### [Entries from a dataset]
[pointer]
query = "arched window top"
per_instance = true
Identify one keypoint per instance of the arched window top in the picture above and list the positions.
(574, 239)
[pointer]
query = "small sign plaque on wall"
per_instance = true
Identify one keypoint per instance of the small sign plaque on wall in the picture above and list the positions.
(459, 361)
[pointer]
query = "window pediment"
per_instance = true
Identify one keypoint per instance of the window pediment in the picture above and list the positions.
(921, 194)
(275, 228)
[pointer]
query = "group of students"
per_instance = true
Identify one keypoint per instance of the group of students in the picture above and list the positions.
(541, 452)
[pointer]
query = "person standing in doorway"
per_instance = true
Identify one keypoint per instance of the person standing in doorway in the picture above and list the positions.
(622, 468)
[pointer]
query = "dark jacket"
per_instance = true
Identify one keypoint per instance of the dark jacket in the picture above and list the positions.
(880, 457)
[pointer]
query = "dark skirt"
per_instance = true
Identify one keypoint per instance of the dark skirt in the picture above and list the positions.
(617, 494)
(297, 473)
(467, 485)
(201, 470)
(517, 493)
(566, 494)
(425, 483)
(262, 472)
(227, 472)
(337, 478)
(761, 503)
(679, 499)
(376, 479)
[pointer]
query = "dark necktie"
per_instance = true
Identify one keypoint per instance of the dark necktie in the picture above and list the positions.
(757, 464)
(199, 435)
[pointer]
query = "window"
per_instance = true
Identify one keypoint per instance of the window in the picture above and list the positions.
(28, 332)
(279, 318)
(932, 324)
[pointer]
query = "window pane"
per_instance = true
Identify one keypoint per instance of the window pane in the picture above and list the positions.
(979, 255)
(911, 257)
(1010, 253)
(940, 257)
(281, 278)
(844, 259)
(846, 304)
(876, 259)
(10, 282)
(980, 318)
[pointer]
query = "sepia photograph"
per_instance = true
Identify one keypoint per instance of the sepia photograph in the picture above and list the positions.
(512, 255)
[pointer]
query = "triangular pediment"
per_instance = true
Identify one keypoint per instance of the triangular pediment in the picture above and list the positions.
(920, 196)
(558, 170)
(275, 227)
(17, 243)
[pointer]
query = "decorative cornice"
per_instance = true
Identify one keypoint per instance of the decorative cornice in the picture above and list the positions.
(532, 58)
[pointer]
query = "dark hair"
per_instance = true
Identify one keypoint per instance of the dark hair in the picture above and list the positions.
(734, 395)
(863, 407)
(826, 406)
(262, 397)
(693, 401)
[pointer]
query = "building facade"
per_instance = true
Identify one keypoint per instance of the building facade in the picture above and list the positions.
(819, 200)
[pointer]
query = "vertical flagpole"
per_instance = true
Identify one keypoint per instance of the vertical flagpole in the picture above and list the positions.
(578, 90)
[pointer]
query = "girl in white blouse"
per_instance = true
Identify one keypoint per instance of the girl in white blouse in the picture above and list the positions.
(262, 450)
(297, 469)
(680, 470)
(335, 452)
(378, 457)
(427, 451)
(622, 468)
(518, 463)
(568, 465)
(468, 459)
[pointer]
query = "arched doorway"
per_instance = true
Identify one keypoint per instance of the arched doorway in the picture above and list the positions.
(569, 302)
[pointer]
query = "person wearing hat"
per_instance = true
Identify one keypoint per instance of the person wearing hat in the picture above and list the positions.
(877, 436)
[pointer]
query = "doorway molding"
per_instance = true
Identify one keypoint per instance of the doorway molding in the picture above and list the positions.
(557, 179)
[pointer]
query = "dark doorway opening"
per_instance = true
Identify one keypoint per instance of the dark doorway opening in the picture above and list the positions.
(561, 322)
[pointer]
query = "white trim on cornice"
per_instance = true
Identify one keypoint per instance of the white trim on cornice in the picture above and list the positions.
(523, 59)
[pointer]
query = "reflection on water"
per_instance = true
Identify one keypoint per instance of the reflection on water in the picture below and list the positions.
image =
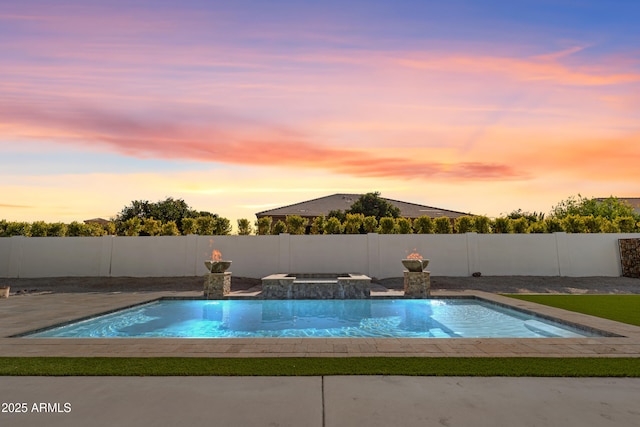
(315, 318)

### [Goal]
Reproduce the listing exactly. Leave its pictures out.

### [Exercise result]
[pointer]
query = "arched window top"
per_instance = true
Identify one keypoint per instance of the arched window top in the picture above and list the positions.
(574, 239)
[pointer]
query = "small sign plaque on wall"
per_instance = true
Identify one keypoint per instance of the small sign plaque on wall in the picture above and list the positions.
(459, 361)
[pointer]
query = "window pediment"
per_instance = true
Identify one keypoint per instance of the window pediment in the picture above and list the positions.
(921, 194)
(275, 228)
[pointer]
query = "group of students"
per_instance = true
Identify one keypoint per instance of the group of students in the picture above and list the positions.
(541, 452)
[pointer]
query = "person standing in doorway"
per_instance = true
Identify one keypoint per instance of the person standing in doorway in the picture above and list the positions.
(622, 468)
[pointer]
query = "dark jacket"
per_instance = true
Identify one keypoint per instance of the dark jacket in the picture above and list the positions.
(880, 457)
[pointer]
query = "dark skirt"
per_instance = true
Identify one keypoint per instance of the dark skirt in the picture above and list the positions.
(617, 494)
(297, 473)
(467, 485)
(201, 470)
(517, 493)
(566, 494)
(425, 483)
(262, 472)
(227, 472)
(337, 478)
(761, 503)
(679, 499)
(376, 479)
[pointer]
query = "dark necktie"
per_instance = true
Identify one keypoint per instance of the dark necktie in the picture above and list the positions.
(757, 464)
(199, 435)
[pointer]
query = "window"
per_instance = true
Identify one keypoint per instance of the window in the picture above and list the positions.
(28, 332)
(279, 318)
(932, 324)
[pointer]
query = "window pane"
per_instance = true
Identify one keypoint per instance of the window pane in the picture above and list the positions.
(979, 255)
(911, 257)
(1010, 253)
(940, 257)
(281, 278)
(844, 259)
(846, 304)
(876, 259)
(10, 282)
(980, 318)
[pointer]
query = "sepia photograph"
per_instance = true
Identify one keypoint per instance of the sepia photograph in the picture above and list the positions.
(512, 255)
[pointer]
query = "triangular pediment"
per_instance = true
Identify one keypoint per instance of the triangular pediment in the picture above and list the positions.
(920, 196)
(558, 170)
(275, 227)
(17, 243)
[pointer]
query = "decorative cornice"
per_instance = true
Identify one keypoint per instance of the decorative cornice in the picture above and list the positions.
(532, 58)
[pointer]
query = "dark hair"
per_instance = true
Identify one keypoint per instance of the dark hair in the picture above and list the positions.
(734, 395)
(863, 407)
(826, 406)
(262, 397)
(693, 401)
[pointer]
query = "building facade"
per_instance = true
Identify one keypoint per instance of the building facade in the picture above and list the positions.
(819, 200)
[pointer]
query = "vertical flagpole"
per_instance = true
Identify one keypoint per instance of the vertical flagpole in the picture above and list the positions.
(578, 90)
[pointer]
query = "girl in white blouse"
per_instance = true
Identify one keypoint per instance of the girl in white blouse in the picture above and list the positions.
(262, 450)
(297, 469)
(680, 470)
(335, 452)
(378, 457)
(427, 451)
(622, 468)
(518, 463)
(568, 465)
(468, 459)
[pointer]
query = "arched doorway"
per_instance = true
Identify one keypoint per instance of the arched doorway in the picture above and list the positions.
(569, 302)
[pointer]
query = "person wearing hat"
per_instance = true
Identify one keypoint per instance of the person wearing hat in the picture above and list the positions.
(877, 436)
[pointer]
query = "doorway molding"
per_instance = true
Identify one keypoint per instance of the doorway molding in the picture above and list the positions.
(557, 179)
[pointer]
query = "dark doorway opening"
per_instance = true
Identify one keypoint per instance of the dark doorway opening in the picture above and list the positions.
(561, 322)
[pointer]
query = "white trim on cornice"
per_instance = true
Identify one keypoint per instance of the white trim on cornice in the picture above and list the positions.
(523, 59)
[pointer]
query = "reflection on water"
per_instance = true
Identify one keypoint per instance of the reflection on water in the picture below and list the positions.
image =
(315, 318)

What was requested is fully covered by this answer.